* Information provided:
-------------------------

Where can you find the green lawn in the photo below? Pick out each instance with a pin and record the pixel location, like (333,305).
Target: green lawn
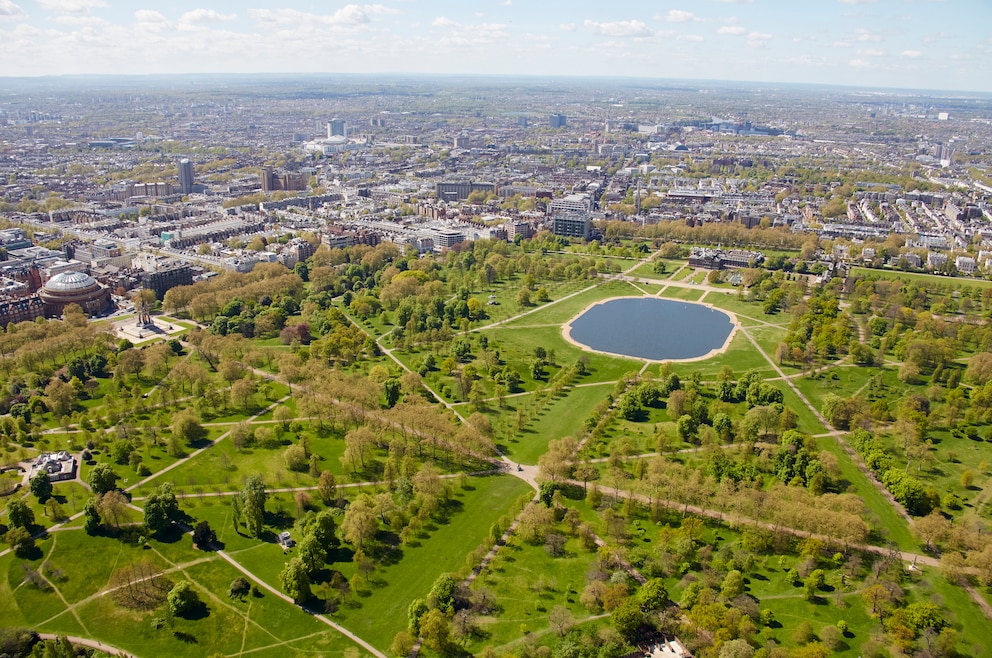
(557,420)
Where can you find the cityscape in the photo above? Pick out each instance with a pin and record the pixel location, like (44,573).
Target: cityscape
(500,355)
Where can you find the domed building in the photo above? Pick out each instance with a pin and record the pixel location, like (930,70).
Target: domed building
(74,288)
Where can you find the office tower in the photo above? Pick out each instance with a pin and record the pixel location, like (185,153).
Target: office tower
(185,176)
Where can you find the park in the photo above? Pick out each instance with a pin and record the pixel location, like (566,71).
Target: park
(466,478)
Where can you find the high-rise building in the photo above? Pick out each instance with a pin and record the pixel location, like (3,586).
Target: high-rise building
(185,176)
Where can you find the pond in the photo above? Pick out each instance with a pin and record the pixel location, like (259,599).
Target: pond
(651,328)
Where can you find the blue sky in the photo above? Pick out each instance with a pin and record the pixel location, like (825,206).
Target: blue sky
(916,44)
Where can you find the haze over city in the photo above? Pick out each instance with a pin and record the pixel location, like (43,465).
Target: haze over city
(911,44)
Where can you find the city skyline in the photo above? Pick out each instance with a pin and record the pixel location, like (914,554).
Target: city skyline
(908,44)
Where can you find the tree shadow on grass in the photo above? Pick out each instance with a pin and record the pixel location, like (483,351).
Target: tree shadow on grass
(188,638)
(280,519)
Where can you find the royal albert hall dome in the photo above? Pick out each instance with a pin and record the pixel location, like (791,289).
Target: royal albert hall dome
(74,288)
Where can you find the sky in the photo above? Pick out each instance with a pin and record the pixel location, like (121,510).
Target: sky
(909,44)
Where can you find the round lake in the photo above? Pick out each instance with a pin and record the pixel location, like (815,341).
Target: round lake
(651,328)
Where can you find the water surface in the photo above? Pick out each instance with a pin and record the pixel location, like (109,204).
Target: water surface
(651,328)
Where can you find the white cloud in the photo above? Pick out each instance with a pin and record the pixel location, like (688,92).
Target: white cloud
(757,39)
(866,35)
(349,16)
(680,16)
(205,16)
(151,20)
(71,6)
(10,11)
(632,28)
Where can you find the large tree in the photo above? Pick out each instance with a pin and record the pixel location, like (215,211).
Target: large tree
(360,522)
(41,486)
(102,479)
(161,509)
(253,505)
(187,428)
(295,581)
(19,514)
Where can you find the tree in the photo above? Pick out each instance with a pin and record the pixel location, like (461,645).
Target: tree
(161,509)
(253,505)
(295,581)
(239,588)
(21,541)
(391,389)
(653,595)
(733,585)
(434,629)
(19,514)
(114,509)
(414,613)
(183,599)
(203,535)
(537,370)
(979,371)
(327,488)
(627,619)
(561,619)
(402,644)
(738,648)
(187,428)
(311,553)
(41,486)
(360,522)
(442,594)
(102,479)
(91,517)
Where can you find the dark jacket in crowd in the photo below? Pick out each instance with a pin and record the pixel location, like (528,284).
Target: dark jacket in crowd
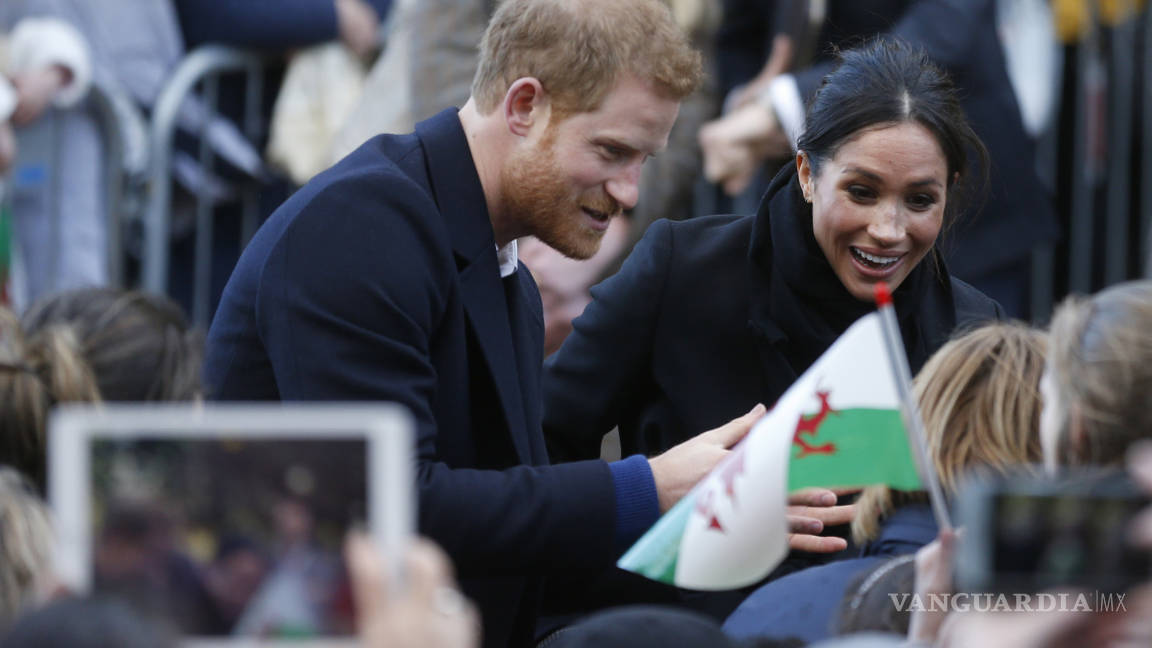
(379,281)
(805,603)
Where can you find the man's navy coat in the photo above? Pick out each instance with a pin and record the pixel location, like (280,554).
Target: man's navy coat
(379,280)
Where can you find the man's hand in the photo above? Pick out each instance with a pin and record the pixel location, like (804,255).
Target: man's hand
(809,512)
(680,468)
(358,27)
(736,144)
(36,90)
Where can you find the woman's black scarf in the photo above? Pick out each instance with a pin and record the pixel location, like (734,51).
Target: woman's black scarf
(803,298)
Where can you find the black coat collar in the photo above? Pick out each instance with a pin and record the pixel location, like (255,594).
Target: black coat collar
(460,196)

-------------------------

Please copy out the records word for word, starting at the line that contains "Where can you find the dark" and going through the end of the records. Leave the pictures out of your copy.

Where can you find the dark jacket in crowd in the photo below? Pick out each instance with a pin and record the pixel location, like (528,284).
Target: dark jacket in crowd
(379,281)
(805,603)
Where can you find the man's navy coat in the photo above? Pick out each instance with a pin and record the pixel location, like (280,554).
Target: man's navy coat
(379,280)
Where can you find the man's hand in the photo above? Pick out each instance with a pin and record the pixel location, like (804,255).
Target: man's hand
(809,512)
(680,468)
(358,27)
(736,144)
(36,90)
Where can you find the woman's black scarf in the photo above? Pick out each instance with a pin and record the pixel location, like (734,51).
Target: woman's black scarf
(803,298)
Where can you find the black coat collar in the photo above? Pick out each instance with a pin and record the pixel location, like (255,594).
Target: black coat collar
(460,196)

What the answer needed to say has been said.